Set exercise ▸
Output, word for word, every line from the line with "Reviewer note: confirm each instance of the belt" through the final line of the data below.

--- Begin The records ---

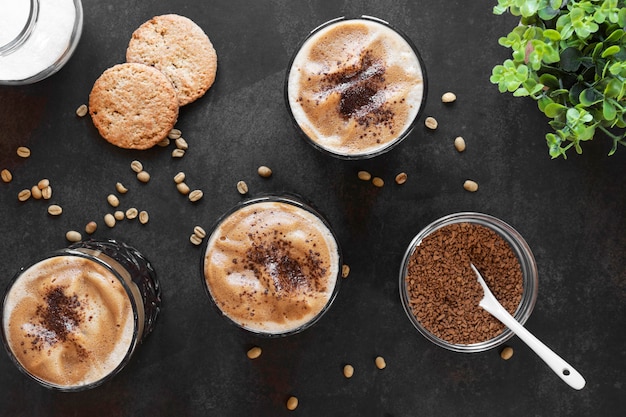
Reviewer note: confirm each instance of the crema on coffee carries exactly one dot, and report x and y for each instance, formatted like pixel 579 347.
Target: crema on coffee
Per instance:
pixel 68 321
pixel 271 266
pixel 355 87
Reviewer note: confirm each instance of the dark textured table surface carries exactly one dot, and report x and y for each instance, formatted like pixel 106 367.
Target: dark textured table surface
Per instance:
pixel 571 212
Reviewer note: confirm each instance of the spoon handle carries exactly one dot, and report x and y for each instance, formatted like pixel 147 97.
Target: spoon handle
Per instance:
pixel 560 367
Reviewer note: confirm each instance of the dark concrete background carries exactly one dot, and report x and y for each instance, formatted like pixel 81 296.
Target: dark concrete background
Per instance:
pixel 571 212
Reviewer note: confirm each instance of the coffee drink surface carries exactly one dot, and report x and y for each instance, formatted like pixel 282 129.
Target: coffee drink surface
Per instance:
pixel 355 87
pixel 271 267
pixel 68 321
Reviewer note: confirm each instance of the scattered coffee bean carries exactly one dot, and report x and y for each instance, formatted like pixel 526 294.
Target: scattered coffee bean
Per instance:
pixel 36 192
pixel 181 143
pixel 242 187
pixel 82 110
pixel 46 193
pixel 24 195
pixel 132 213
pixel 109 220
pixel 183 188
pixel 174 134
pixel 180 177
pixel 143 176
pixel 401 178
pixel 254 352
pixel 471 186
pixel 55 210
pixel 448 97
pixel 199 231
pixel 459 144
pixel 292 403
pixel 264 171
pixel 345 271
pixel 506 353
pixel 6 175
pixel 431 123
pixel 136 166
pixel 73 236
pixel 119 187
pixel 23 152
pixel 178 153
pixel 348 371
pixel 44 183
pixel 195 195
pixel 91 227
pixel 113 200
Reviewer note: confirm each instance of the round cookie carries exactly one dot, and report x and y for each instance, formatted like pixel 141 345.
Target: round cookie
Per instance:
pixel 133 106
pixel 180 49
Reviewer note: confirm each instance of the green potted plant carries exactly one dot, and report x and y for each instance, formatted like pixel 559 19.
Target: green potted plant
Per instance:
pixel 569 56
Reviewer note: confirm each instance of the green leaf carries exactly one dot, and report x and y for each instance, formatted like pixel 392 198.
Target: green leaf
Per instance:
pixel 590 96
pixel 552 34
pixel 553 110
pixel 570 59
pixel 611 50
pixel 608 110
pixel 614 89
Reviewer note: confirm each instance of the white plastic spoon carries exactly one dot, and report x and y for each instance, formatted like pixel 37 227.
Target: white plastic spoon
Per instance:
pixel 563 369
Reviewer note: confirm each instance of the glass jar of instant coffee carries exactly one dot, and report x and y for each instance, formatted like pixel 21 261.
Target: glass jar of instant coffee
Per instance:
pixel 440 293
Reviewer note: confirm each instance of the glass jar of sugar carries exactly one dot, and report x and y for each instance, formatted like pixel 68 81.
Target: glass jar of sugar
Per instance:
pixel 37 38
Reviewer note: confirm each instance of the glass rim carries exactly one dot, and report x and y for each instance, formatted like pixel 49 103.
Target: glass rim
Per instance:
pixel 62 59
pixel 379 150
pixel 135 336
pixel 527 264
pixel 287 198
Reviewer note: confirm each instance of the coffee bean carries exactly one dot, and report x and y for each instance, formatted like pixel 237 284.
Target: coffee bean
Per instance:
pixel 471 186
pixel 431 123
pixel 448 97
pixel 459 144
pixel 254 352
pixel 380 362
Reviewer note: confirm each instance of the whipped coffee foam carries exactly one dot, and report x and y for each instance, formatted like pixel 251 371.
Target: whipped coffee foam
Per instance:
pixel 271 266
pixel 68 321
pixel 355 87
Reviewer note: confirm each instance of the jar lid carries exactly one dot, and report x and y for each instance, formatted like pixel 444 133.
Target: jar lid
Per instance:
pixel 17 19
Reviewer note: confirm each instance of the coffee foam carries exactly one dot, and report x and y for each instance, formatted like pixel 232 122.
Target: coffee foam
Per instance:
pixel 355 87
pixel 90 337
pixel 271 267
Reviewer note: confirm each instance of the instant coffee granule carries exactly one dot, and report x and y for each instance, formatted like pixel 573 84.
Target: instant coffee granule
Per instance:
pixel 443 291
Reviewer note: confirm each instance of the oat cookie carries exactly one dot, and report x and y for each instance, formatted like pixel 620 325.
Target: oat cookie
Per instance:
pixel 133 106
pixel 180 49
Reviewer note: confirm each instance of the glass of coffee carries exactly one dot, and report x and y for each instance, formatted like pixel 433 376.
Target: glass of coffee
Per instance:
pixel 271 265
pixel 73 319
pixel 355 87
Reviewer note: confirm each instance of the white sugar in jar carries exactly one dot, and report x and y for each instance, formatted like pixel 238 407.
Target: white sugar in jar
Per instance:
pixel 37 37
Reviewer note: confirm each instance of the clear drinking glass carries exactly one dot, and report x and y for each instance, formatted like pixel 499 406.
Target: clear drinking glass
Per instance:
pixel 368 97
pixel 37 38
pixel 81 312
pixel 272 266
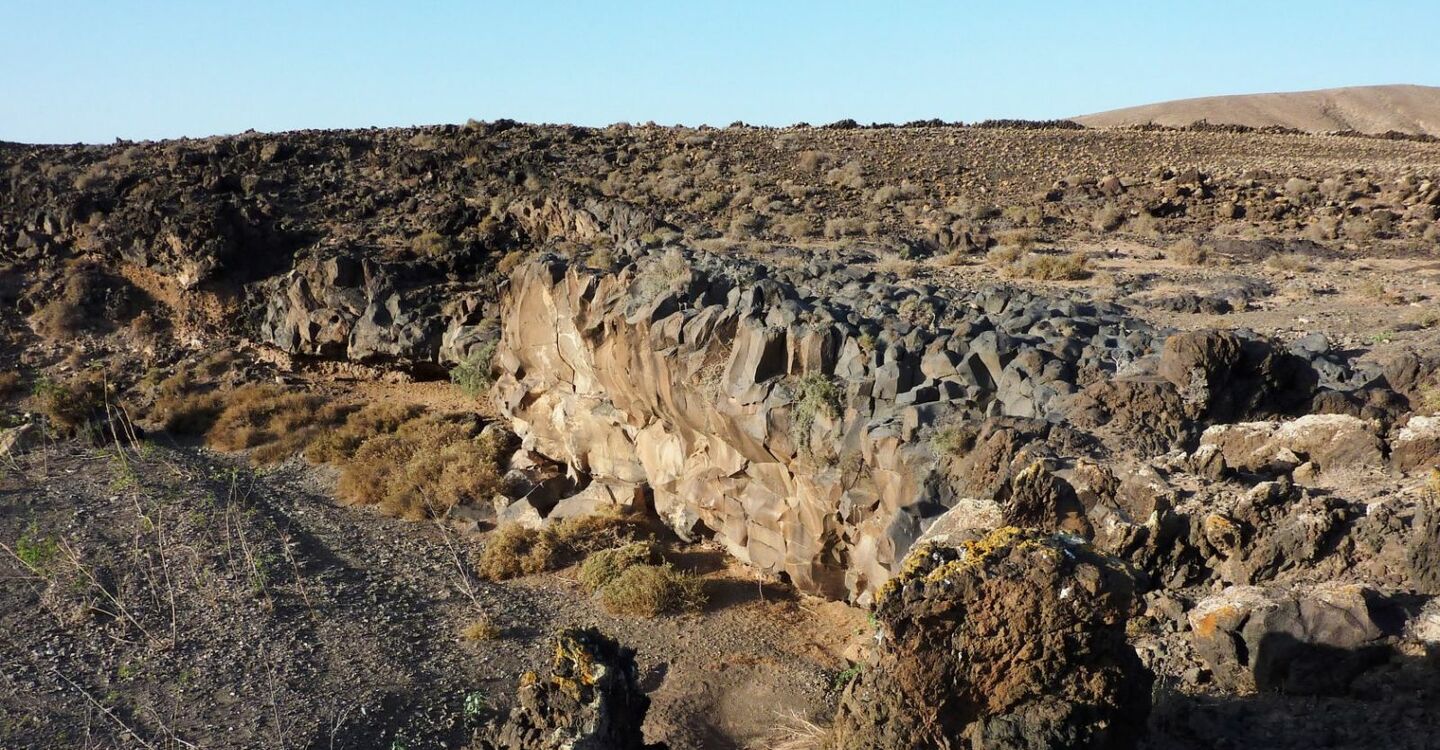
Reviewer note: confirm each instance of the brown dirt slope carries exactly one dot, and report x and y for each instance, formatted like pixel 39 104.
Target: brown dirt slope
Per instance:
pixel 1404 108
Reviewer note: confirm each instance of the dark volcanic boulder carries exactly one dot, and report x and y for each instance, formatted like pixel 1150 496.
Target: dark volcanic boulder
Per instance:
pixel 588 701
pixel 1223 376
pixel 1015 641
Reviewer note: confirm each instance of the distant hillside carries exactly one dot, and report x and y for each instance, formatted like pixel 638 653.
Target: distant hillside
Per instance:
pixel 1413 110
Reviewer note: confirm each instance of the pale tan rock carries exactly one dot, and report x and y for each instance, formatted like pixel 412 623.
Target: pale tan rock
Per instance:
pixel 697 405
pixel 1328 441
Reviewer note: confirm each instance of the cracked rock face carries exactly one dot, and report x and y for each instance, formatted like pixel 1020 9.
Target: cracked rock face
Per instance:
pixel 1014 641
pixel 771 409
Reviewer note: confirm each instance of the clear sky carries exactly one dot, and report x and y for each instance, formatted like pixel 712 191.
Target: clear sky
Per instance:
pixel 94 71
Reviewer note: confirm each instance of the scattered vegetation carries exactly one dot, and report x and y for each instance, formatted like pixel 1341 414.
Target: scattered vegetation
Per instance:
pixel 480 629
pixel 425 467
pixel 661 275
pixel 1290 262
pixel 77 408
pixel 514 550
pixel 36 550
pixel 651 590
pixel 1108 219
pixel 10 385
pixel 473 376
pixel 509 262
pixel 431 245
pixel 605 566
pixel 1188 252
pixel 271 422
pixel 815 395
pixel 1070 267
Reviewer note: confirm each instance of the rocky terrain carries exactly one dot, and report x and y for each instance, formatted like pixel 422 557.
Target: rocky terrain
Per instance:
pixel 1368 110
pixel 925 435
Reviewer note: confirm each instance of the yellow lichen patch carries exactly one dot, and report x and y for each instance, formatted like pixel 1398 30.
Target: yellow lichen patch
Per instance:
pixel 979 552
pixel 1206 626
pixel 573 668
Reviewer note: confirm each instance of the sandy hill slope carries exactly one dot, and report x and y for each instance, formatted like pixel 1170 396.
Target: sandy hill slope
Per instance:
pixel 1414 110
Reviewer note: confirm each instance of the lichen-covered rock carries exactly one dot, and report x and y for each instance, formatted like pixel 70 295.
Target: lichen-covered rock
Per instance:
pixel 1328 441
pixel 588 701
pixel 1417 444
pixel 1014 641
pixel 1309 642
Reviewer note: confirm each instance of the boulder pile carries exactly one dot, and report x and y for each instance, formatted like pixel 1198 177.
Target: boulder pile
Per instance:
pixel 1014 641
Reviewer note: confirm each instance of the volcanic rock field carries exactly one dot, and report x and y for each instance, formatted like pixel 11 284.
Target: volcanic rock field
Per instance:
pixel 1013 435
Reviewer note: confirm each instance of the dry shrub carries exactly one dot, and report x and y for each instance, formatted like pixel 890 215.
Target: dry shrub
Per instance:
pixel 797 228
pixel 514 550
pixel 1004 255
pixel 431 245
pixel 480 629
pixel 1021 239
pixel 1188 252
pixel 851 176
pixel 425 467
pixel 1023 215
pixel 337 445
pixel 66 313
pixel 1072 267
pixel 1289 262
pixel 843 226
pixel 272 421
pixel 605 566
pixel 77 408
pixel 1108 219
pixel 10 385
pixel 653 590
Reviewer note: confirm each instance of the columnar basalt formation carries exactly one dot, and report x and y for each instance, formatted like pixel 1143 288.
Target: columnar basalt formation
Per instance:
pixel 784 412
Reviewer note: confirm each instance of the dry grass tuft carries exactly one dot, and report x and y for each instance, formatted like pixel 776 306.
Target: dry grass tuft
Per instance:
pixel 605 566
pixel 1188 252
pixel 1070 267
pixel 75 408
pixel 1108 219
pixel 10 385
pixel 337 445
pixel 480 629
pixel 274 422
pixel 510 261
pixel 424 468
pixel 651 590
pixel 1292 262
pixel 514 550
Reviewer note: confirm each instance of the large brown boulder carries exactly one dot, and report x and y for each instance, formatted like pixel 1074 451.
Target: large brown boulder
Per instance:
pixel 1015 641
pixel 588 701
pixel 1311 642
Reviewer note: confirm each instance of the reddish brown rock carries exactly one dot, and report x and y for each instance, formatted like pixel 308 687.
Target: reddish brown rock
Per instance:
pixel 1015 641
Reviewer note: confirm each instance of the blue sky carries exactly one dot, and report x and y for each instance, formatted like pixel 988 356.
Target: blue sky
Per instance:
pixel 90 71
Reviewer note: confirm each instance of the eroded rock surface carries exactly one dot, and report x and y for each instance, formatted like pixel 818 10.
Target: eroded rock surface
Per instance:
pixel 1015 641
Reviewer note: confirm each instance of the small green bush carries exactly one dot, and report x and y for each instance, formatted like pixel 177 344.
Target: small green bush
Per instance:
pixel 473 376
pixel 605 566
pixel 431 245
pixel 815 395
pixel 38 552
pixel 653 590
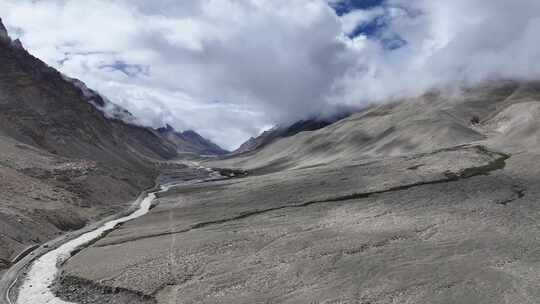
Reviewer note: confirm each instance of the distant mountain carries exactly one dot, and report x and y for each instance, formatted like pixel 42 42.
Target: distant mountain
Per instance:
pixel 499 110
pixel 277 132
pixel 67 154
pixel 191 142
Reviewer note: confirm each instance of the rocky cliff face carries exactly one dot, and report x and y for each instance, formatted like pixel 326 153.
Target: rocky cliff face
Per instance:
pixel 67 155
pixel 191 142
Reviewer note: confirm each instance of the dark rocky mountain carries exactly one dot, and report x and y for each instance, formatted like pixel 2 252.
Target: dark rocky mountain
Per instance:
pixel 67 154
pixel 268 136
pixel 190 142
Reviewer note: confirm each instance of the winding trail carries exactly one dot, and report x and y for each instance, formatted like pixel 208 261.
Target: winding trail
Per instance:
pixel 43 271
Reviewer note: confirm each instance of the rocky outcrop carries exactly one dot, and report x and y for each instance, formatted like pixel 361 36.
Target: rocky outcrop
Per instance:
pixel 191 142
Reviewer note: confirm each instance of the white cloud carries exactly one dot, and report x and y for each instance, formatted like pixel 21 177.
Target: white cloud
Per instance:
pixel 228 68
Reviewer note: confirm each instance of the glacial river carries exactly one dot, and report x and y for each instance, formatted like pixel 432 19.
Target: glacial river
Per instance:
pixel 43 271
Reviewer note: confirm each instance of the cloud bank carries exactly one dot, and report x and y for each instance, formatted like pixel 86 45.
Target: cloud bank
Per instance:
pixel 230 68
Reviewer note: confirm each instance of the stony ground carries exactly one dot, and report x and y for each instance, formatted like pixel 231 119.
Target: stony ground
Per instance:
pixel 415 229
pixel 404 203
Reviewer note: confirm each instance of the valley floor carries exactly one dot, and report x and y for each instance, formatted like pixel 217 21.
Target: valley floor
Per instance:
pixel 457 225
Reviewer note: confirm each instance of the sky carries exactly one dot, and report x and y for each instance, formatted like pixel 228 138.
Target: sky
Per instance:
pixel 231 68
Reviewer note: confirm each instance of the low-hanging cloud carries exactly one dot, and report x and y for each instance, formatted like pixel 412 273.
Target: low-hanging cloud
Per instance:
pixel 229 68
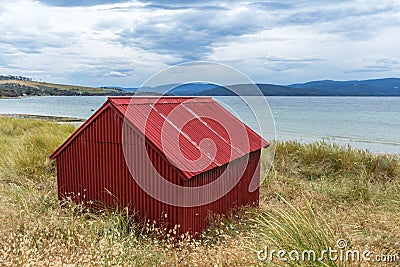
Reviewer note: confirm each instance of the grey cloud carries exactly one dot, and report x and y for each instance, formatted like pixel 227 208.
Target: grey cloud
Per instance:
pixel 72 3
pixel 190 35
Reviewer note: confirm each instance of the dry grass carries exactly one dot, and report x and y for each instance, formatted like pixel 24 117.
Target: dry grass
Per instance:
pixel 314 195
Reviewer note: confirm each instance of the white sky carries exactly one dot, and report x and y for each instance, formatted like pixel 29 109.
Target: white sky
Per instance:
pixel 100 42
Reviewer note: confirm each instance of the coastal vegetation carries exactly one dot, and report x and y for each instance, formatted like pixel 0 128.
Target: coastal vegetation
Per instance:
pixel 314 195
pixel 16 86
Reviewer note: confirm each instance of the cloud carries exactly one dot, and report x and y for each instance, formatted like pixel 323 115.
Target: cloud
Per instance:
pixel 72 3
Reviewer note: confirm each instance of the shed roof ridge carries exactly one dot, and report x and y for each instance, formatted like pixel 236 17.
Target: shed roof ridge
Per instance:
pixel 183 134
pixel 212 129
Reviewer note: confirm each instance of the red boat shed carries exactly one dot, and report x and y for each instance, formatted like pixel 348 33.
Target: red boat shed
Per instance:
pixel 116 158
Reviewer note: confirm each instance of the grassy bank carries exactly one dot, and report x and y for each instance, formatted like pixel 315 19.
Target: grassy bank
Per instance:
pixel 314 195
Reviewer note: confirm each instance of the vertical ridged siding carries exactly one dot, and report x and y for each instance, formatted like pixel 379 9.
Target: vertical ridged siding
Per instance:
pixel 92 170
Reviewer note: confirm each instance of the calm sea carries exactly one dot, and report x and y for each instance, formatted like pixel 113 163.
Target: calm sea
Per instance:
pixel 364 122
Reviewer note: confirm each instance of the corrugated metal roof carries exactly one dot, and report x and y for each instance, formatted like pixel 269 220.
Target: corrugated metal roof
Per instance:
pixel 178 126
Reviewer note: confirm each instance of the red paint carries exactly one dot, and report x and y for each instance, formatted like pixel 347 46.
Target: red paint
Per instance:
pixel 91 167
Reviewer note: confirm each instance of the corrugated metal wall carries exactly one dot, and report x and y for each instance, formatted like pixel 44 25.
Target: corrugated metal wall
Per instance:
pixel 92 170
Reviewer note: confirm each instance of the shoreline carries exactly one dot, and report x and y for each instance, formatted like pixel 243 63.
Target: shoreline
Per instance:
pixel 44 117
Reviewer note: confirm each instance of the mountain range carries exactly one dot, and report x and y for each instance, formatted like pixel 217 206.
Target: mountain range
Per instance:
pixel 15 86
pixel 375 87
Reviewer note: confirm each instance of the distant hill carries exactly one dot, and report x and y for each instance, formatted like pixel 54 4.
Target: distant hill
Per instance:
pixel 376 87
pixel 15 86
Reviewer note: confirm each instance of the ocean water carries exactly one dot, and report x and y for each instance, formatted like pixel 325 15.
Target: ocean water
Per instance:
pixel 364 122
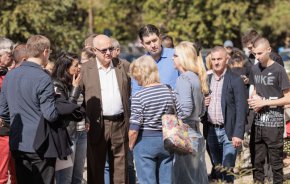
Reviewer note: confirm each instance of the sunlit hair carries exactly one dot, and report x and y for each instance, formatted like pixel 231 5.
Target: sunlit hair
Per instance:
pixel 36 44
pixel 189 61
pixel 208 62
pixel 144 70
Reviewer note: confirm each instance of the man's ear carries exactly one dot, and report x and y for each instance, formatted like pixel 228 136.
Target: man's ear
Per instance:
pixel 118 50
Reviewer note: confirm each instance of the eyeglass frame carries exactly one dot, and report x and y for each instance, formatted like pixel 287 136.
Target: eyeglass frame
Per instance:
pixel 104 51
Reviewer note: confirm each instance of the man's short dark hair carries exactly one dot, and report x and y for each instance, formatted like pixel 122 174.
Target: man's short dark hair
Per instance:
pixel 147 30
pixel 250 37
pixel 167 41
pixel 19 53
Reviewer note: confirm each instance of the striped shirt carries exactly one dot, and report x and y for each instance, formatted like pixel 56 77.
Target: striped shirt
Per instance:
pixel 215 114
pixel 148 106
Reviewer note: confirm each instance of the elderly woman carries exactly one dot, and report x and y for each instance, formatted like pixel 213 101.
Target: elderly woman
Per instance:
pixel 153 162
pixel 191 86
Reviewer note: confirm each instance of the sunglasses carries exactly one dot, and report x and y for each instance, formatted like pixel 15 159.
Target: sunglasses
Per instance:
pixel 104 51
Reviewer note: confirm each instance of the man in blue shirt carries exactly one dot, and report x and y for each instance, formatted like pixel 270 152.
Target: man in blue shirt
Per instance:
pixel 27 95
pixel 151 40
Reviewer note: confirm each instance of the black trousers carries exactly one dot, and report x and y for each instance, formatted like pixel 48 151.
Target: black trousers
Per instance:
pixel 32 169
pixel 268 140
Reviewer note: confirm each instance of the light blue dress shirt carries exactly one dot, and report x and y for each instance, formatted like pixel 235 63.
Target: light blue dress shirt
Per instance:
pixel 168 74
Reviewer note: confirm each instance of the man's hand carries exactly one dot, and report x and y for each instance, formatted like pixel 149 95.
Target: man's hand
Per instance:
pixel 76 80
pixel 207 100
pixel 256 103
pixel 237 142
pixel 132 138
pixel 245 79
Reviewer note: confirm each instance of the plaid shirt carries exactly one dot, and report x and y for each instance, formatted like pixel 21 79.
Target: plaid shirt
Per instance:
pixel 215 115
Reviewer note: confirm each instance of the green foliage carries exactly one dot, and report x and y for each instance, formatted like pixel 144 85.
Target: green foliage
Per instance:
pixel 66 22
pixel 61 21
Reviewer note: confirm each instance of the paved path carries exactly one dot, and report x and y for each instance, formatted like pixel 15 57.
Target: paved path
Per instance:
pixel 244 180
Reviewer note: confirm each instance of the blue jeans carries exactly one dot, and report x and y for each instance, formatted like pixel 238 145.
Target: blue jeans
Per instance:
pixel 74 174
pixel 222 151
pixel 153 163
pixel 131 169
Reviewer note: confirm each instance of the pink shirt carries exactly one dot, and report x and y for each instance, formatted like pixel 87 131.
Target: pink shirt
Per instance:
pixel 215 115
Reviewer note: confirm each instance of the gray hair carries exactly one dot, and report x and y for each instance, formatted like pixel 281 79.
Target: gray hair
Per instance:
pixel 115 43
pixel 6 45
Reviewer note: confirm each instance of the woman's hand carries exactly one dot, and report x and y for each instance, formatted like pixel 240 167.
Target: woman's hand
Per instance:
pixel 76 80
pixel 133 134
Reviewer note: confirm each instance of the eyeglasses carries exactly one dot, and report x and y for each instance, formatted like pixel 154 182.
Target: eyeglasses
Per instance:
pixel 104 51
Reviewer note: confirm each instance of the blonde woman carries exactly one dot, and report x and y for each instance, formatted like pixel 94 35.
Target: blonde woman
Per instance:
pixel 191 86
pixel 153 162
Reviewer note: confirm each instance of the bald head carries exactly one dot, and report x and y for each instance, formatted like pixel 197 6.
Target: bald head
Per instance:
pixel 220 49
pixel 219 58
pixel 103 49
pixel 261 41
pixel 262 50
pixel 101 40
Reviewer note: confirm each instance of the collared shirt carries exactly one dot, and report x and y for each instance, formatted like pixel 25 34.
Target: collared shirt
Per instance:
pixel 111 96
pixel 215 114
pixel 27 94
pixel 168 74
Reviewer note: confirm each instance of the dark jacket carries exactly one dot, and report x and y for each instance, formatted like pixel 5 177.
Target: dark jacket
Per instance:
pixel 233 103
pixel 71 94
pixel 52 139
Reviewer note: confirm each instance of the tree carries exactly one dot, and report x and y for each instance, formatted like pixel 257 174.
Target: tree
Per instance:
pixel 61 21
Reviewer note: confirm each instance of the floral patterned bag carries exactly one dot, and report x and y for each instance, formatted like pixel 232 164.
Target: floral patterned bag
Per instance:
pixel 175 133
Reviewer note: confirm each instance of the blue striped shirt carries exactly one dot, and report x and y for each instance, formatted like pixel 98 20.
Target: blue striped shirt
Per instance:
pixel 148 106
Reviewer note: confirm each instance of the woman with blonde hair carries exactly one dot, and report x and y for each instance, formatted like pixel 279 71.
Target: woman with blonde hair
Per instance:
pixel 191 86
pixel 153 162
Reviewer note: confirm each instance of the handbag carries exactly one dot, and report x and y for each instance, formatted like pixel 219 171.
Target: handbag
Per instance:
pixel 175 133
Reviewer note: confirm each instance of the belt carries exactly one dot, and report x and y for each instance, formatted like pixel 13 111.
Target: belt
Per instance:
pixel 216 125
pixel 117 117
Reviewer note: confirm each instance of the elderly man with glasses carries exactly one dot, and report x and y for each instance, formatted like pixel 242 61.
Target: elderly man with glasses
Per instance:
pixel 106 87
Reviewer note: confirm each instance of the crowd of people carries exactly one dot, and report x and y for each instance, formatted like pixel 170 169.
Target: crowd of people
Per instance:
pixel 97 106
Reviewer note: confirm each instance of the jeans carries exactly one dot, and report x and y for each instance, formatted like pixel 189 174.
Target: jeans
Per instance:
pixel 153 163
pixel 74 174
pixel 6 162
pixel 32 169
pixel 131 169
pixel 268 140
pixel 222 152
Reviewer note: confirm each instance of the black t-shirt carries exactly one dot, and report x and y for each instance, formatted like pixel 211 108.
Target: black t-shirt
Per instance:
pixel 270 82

--- End The records ---

Solution to this exercise ▸
Reviewer note: confirm each instance of the belt carries exactly one dot, and report x and y for each instance, formatted like pixel 13 111.
Target: belt
Per instance:
pixel 216 125
pixel 117 117
Reviewer note: confirm each instance of the elderly man with glasses carries exactly one dot, and report x and y for each instance, formatted like pixel 242 61.
Target: elderly man with glasses
Per instance:
pixel 106 87
Reviewer note: confirm each instance of the crowd of people carries exactly one dot, and report x and y for each instance, formatted like pixel 170 169.
Target: crowd of people
Per instance:
pixel 97 106
Reviewer note: confirm each instance of the jeans carries exactly one dot, and report x and y for each instance, formatted like pixel 189 174.
Target: jeans
Per instance:
pixel 153 163
pixel 74 174
pixel 6 162
pixel 32 169
pixel 131 169
pixel 268 140
pixel 222 152
Reviewer note: confirm each instance of the black t-shirt carries exactly one dot, and report x and y for each instance, formatted like pixel 211 108.
Target: black t-shirt
Per instance:
pixel 270 82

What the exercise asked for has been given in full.